▸ Selected passage
Recent advances in imaging technology have highlighted the importance of improved eye tracking to render true and accurate images. In the clinical domain, active eye tracking has proven to be effective in commercial systems [1,2]. At a more basic level, the benefits of accurate eye tracking and stimulus delivery prove to be useful for delivering stimuli to targeted retinal locations as small as a single cone .
An image-based method for eye tracking and targeted stimulus delivery has been implemented into an adaptive optics scanning laser ophthalmoscope (AOSLO) system in our lab and has been reported in a series of publications [4–6]. In this paper, we show that the same image-based tracking techniques can be implemented in a more traditional, larger field of view, confocal SLO. This system is the most accurate, fast and functional tracking system to be used in a standard ophthalmic instrument and demonstrates that rich texture in the image, not necessarily the presence of cones, is sufficient for this tracking method. The use of a conventional approach offers a more robust, compact and cost effective system that is readily deployable in a variety of settings. We will show that in a well-designed SLO system, the wider field of view (FOV) is able to capture retinal video rich with structure, allowing accurate image-based tracking during normal fixational eye movements.
2.1. System hardware
The tracking scanning laser ophthalmoscope (TSLO) was developed in the following manner. The optical design and system optimization was completed using optical design software (Radiant ZEMAX LLC, Bellevue, WA). System specifications were as follows:
- • Diffraction-limited optical design over an 8° FOV (excluding the eye)
- • Adjustable pupil size between 2 and 4 mm (no need for subject dilation)

▸ Required work
In the eye tracking passage, what pupil sizes can the tracking scanning laser ophthalmoscope be adjusted to?

Data taken from a collection:
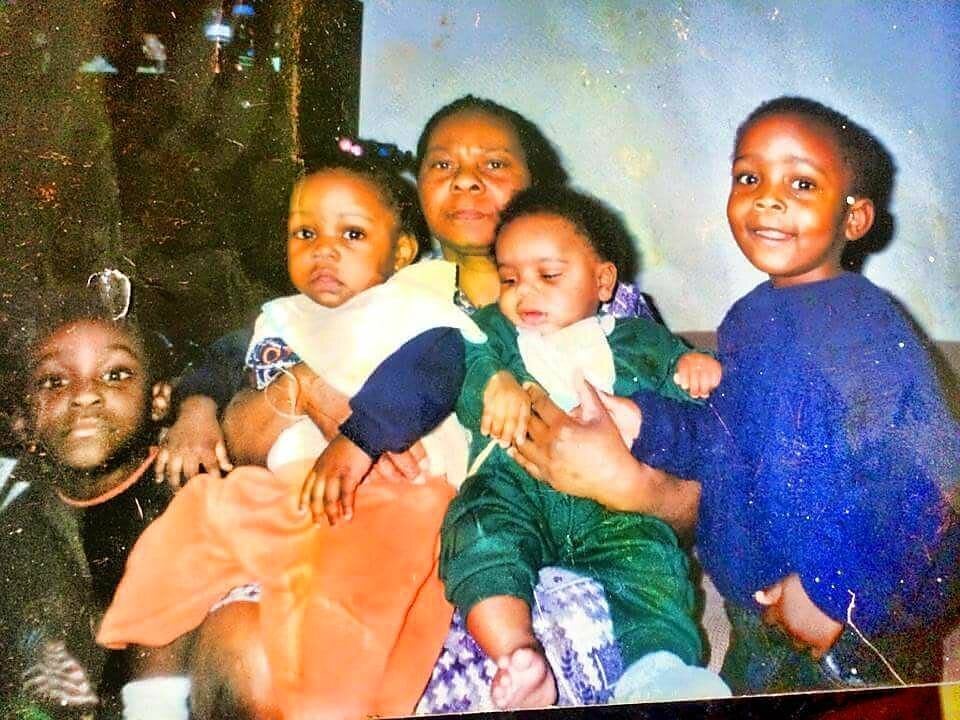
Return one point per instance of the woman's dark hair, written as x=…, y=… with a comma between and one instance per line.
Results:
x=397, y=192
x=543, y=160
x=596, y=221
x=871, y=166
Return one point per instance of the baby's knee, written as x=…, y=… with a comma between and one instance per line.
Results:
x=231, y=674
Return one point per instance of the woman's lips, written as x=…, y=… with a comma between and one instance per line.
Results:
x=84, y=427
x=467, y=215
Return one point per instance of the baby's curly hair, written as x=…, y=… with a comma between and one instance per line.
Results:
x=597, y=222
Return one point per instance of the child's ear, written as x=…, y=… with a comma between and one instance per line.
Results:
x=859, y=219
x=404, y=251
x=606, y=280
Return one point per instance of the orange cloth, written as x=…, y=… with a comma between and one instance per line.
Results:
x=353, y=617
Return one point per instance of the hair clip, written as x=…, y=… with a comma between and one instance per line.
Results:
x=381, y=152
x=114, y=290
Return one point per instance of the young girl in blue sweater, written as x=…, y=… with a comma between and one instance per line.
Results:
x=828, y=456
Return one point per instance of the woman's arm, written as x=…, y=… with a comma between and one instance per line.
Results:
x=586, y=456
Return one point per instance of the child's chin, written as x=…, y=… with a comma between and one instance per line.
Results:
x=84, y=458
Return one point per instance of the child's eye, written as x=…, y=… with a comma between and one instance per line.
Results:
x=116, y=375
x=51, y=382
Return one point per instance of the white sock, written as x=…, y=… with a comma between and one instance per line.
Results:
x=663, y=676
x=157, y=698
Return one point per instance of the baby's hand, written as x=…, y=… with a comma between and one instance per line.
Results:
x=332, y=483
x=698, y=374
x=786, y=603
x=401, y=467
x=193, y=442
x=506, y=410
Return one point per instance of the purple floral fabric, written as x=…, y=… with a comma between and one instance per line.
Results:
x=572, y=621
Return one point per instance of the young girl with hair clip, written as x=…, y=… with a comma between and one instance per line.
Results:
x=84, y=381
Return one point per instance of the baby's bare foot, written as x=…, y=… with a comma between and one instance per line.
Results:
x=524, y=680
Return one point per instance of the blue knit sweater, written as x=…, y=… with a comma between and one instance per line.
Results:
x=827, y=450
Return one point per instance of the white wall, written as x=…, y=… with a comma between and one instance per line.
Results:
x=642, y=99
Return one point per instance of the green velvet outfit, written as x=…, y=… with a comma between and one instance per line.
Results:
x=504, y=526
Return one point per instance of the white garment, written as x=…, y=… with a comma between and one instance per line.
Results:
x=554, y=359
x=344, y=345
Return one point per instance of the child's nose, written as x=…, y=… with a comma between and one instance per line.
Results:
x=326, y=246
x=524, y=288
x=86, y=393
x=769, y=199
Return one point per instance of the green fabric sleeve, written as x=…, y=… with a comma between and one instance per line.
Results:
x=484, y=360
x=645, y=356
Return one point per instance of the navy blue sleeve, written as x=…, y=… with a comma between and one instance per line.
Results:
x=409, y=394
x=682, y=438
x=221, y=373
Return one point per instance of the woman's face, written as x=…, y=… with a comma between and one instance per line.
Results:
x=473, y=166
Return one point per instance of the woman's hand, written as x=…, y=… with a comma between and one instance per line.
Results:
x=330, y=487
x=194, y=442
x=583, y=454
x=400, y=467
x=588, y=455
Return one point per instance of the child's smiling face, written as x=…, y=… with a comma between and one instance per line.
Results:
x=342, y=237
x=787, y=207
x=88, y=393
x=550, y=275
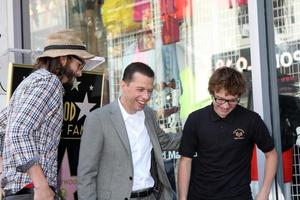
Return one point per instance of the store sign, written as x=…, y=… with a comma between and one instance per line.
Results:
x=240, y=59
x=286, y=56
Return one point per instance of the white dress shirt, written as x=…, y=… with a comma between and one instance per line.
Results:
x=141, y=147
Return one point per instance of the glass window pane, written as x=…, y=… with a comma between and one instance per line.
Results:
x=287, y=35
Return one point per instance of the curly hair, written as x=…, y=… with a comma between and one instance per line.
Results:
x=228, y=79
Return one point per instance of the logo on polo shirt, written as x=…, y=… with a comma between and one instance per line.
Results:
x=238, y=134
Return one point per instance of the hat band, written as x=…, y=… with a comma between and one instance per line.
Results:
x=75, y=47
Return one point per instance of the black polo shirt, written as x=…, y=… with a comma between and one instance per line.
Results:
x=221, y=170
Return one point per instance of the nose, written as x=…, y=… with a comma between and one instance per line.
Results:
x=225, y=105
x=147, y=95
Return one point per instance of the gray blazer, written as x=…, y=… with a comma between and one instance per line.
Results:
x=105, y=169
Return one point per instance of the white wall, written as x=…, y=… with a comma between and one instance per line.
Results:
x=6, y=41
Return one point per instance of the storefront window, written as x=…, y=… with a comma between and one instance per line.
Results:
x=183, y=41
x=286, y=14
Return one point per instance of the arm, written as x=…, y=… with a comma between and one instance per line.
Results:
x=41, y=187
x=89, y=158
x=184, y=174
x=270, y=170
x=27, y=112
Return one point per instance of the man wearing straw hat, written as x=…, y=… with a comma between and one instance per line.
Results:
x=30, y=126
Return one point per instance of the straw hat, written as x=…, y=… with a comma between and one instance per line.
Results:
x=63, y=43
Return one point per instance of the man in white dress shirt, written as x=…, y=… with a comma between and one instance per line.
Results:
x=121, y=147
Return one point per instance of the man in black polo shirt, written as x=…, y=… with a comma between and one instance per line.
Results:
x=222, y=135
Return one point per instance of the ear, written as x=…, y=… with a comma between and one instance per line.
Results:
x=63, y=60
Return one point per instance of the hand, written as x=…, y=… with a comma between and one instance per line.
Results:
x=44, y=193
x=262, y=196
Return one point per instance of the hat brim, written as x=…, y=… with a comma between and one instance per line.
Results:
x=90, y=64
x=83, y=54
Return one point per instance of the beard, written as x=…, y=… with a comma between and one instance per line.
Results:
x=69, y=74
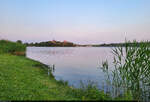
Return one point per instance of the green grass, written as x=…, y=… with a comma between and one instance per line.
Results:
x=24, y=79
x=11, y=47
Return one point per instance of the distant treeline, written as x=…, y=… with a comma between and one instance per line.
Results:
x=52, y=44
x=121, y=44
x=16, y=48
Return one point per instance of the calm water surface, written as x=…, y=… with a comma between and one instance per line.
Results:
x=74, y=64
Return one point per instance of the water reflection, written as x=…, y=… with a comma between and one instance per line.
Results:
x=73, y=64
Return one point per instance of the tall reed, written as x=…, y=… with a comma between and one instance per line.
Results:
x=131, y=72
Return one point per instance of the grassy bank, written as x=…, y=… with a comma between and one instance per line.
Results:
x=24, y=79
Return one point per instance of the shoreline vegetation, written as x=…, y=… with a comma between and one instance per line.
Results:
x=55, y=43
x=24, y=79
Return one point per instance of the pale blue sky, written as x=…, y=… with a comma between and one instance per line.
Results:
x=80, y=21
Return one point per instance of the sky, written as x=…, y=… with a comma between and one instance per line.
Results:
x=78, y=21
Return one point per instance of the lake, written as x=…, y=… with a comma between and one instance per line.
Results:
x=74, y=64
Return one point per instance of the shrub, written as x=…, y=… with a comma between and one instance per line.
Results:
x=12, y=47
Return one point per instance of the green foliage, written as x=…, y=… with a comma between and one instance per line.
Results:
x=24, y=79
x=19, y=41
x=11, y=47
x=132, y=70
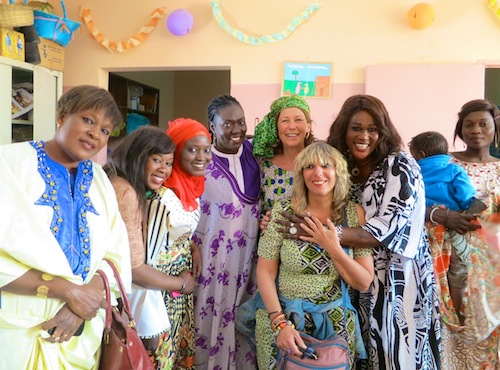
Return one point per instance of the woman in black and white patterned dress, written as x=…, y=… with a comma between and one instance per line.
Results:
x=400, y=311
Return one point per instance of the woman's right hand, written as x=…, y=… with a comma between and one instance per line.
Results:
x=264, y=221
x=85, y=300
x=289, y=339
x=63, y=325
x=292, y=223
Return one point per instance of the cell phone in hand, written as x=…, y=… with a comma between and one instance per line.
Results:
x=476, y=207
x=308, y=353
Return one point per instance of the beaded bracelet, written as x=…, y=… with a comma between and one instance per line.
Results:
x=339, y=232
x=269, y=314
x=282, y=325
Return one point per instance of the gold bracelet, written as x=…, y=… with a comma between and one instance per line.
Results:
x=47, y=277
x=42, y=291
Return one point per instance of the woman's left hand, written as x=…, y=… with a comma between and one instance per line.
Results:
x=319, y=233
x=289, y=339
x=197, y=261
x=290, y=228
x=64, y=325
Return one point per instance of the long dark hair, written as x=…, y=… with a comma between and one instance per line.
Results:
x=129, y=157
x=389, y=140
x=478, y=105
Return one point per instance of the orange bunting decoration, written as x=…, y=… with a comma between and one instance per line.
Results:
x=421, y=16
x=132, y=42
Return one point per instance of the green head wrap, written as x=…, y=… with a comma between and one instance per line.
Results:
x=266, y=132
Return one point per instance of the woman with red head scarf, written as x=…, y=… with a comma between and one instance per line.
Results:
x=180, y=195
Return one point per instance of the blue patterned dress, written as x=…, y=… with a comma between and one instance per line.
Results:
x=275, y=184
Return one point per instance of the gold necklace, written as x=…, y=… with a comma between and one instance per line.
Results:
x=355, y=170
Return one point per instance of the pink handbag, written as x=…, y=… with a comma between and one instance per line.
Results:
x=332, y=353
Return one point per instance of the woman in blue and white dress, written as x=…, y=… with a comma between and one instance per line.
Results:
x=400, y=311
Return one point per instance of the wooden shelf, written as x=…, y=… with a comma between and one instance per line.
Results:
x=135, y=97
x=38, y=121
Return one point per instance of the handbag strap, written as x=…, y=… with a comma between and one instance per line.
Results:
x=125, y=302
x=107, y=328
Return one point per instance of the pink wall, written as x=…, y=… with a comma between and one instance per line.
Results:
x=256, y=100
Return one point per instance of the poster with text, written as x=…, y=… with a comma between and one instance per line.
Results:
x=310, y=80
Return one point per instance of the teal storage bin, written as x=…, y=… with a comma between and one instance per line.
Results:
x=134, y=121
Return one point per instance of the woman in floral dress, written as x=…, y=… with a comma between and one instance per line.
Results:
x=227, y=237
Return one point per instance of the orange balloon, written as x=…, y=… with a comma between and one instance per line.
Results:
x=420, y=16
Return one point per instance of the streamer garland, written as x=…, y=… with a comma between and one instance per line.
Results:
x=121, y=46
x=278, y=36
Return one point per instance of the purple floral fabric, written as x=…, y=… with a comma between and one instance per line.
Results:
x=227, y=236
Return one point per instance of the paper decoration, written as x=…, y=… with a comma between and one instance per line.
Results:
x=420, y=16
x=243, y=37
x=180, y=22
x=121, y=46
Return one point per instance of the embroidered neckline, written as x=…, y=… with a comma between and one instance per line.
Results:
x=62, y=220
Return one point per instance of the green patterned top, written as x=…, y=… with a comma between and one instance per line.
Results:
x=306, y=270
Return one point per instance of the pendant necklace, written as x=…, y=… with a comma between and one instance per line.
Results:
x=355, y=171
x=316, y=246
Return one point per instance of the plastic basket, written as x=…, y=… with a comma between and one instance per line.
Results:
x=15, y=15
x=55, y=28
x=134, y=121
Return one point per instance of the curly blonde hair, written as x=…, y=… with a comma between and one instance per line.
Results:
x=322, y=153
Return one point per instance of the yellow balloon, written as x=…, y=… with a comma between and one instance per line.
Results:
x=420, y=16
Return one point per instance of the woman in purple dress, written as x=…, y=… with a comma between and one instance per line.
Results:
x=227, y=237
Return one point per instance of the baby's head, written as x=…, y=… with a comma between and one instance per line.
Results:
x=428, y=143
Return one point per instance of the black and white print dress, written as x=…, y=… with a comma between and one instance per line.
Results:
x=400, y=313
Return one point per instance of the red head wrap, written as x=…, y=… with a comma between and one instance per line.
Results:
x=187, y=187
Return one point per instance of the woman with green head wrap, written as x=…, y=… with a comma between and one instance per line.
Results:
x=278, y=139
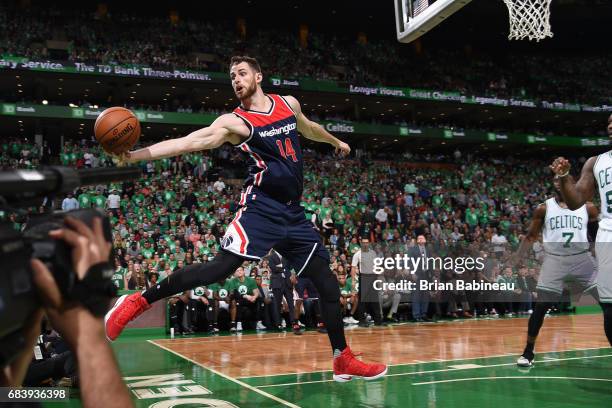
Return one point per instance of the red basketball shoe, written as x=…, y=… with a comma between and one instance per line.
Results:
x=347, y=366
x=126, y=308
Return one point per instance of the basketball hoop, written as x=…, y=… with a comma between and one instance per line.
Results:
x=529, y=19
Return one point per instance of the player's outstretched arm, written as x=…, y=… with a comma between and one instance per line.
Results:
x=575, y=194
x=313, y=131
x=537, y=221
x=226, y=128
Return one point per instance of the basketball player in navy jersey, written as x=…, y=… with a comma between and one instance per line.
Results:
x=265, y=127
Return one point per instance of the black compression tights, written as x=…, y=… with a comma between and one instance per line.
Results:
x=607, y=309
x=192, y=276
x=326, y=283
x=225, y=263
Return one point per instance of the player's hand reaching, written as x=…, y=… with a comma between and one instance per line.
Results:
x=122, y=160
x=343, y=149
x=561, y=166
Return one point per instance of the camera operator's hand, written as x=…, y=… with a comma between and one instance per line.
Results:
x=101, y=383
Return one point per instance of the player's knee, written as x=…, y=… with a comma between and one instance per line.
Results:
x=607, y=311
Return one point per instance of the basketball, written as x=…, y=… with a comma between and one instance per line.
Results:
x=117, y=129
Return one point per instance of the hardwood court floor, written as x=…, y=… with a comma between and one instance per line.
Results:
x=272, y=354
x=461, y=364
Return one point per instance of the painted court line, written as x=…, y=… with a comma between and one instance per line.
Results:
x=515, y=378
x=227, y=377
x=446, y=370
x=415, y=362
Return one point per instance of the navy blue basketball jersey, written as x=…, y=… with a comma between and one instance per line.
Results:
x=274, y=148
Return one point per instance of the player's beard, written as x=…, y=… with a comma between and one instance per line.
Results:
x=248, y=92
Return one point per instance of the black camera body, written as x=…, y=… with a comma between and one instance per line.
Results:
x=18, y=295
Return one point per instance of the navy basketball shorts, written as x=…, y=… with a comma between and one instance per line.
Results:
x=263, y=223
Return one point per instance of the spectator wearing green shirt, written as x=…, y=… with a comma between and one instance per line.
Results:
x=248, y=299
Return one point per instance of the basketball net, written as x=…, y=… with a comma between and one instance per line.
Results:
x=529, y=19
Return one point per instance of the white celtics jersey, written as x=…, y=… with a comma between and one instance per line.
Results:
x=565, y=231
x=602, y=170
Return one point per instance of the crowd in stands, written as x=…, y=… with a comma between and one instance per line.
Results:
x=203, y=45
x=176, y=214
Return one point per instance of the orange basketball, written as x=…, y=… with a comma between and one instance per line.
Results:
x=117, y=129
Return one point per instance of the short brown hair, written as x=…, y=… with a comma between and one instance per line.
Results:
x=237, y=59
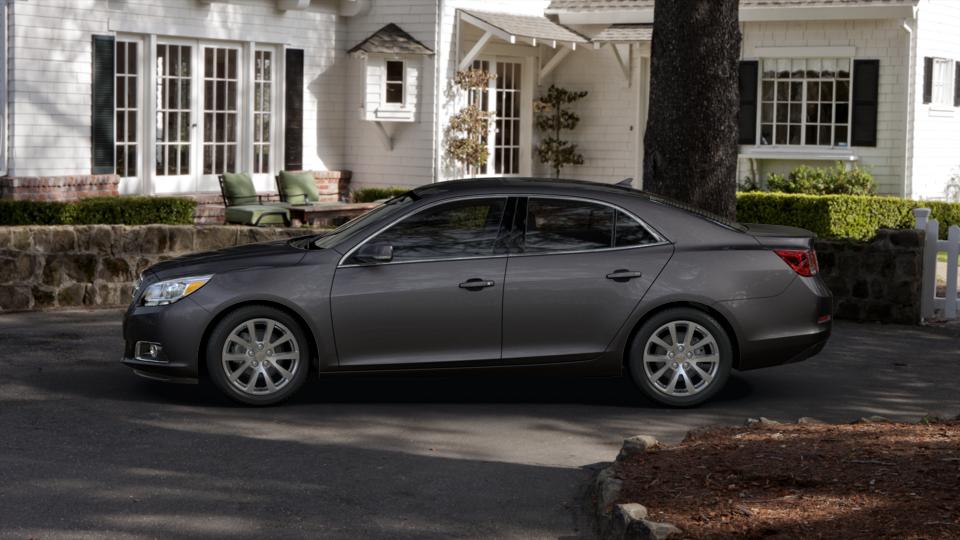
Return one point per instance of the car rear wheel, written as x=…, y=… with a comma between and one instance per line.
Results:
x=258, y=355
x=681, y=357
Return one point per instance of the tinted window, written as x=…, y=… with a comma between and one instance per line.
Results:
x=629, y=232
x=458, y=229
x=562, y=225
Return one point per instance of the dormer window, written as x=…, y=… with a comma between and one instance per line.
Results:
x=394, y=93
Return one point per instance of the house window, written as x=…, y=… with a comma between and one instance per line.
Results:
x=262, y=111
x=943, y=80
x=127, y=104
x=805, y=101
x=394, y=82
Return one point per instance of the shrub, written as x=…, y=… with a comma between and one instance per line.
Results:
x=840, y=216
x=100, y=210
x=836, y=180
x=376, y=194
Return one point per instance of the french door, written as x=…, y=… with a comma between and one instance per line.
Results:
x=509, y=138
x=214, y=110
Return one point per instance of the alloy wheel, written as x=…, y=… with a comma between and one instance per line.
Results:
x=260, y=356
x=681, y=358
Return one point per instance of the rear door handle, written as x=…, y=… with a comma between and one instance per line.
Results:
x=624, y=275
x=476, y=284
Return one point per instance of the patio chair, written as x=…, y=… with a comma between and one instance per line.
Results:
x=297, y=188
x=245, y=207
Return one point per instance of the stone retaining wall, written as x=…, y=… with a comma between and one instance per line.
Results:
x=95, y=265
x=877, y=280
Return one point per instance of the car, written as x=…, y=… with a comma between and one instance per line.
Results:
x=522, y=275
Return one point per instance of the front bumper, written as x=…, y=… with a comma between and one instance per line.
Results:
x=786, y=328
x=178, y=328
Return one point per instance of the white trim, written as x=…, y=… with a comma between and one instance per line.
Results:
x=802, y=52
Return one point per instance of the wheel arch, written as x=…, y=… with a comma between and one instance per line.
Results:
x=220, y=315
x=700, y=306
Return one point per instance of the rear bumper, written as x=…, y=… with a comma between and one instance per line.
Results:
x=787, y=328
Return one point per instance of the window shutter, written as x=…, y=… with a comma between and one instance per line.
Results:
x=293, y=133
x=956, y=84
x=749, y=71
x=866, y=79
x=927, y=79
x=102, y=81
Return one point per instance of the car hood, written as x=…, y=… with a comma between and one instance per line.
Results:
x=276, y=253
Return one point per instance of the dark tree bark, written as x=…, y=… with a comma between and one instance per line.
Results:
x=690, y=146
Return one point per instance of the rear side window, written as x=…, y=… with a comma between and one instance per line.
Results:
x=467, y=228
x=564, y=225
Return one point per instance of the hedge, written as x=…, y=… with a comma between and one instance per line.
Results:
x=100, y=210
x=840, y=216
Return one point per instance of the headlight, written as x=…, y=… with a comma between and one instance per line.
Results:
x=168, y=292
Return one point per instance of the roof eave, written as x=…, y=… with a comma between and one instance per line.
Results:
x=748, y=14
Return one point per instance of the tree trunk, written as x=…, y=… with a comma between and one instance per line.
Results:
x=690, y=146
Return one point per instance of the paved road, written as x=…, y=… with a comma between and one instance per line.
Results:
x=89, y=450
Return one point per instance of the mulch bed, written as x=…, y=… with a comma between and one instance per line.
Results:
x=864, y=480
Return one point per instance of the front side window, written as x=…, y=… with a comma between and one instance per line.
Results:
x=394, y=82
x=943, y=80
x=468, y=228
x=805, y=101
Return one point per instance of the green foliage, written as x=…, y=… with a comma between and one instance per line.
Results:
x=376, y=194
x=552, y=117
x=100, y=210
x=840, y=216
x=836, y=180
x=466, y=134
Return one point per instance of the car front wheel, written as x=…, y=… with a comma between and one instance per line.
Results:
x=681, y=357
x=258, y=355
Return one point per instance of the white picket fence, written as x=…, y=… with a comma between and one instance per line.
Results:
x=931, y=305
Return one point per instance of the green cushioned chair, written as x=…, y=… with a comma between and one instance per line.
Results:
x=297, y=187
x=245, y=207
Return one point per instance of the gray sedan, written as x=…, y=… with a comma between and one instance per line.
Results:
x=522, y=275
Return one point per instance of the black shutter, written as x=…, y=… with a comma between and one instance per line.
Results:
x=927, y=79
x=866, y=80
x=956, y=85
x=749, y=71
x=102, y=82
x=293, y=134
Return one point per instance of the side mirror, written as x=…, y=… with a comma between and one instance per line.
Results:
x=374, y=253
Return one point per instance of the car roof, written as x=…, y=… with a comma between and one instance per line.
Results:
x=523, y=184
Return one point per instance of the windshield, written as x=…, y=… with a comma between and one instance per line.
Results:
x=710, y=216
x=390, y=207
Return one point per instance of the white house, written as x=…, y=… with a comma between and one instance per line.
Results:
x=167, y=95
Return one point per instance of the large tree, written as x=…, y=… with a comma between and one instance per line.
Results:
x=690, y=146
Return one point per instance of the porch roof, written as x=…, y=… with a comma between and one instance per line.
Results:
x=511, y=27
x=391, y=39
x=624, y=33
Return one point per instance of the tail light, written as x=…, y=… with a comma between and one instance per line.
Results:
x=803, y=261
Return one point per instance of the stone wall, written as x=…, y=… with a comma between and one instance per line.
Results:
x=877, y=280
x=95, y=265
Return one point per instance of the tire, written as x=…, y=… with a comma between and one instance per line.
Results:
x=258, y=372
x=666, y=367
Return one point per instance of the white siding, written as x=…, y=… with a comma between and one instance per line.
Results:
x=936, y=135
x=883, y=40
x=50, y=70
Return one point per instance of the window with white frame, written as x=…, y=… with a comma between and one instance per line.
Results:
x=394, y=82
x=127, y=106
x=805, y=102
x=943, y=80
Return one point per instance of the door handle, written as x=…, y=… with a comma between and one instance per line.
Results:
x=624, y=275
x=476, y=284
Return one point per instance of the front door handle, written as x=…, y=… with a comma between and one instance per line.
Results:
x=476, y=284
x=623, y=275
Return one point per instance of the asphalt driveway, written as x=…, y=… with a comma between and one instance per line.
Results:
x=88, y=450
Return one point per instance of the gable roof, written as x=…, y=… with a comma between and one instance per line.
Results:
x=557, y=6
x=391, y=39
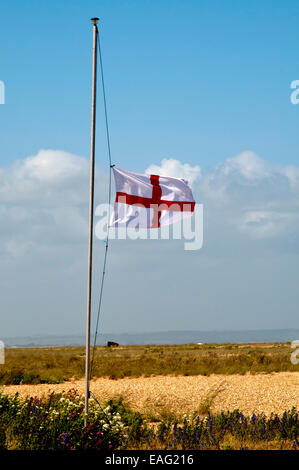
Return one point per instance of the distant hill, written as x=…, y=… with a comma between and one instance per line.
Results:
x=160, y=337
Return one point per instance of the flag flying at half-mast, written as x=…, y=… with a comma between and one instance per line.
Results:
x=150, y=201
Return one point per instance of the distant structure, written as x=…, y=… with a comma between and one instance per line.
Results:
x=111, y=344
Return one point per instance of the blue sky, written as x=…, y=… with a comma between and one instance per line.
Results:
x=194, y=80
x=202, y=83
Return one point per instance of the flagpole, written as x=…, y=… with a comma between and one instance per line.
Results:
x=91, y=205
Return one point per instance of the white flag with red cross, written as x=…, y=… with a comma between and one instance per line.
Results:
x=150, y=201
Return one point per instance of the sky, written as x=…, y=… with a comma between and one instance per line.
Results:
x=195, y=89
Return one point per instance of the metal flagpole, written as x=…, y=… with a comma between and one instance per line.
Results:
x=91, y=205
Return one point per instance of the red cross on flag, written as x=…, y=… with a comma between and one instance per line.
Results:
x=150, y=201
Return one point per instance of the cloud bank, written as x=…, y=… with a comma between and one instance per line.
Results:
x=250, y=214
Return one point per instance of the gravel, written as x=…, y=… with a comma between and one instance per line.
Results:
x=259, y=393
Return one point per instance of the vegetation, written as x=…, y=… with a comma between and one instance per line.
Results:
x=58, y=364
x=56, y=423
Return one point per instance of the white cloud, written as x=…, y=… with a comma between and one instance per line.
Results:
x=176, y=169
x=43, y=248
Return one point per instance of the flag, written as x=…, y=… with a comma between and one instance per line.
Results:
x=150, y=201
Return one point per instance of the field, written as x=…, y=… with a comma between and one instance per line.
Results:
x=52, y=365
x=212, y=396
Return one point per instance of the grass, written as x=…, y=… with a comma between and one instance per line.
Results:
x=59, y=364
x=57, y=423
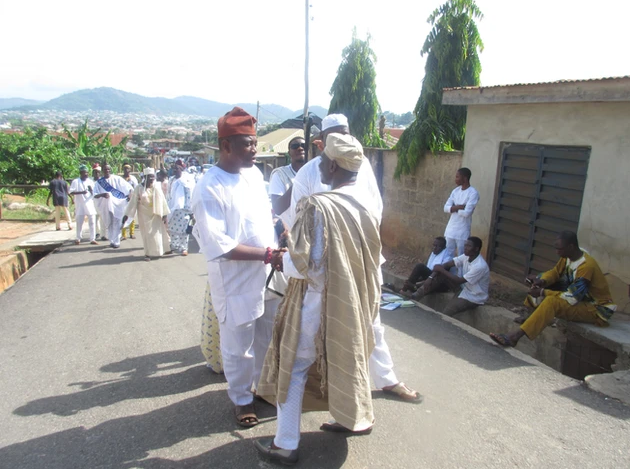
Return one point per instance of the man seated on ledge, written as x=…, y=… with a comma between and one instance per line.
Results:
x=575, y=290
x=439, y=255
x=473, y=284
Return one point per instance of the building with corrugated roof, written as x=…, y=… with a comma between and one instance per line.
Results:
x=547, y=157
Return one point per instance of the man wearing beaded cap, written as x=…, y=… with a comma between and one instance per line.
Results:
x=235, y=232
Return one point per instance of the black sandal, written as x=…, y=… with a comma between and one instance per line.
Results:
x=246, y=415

▸ Exercise solution
Between 2 and 4 mm, with no need for subject dilation.